- Goal of the exercise
Copy out the lines below word for word, leaving out the pictures.

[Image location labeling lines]
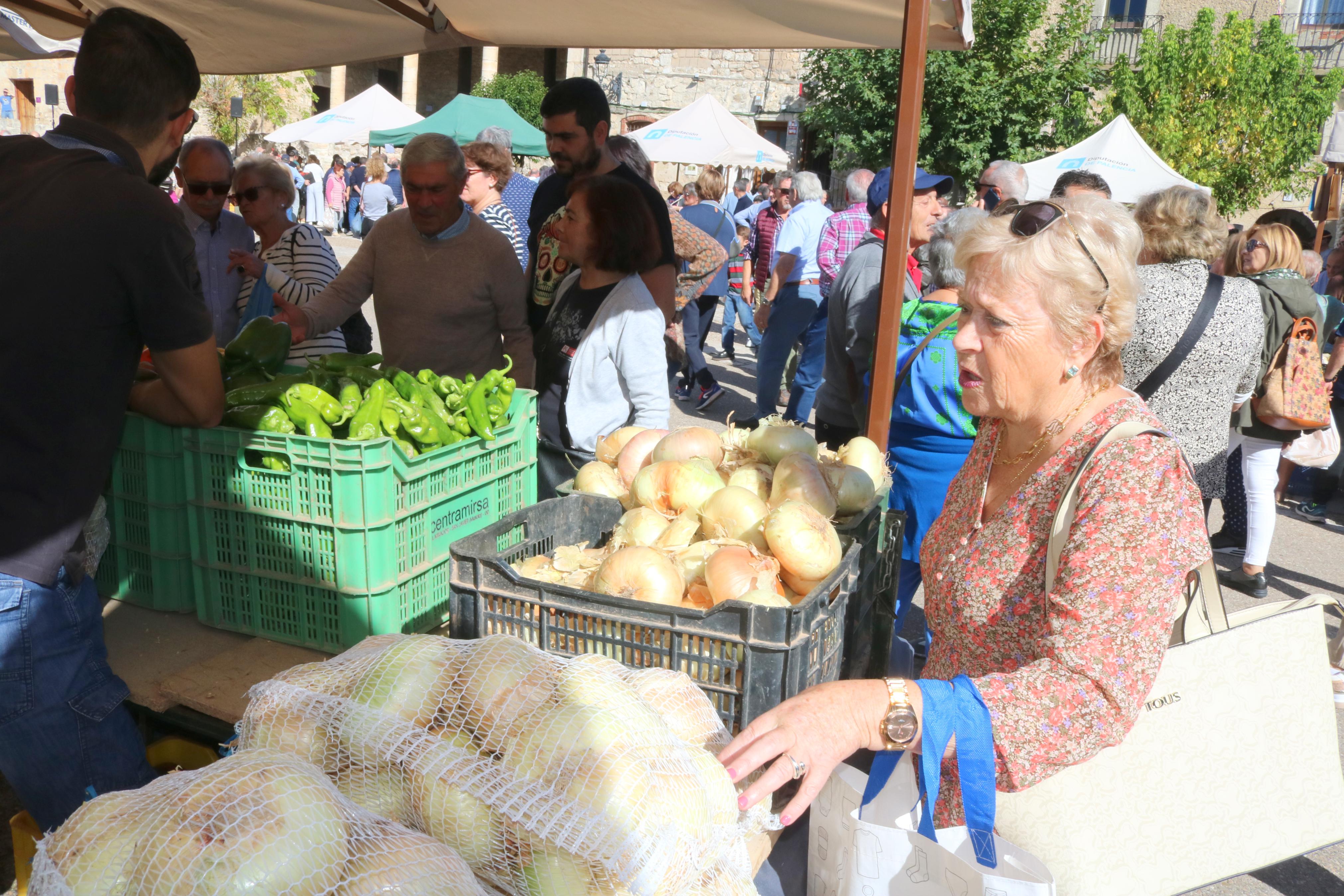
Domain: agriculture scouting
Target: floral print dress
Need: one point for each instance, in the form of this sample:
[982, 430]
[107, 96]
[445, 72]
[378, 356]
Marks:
[1064, 675]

- Expected output
Domain: agriculture scouting
Target: floral print dress
Need: one point for each instance, in the form of this sample:
[982, 430]
[107, 96]
[445, 72]
[378, 356]
Marks:
[1064, 675]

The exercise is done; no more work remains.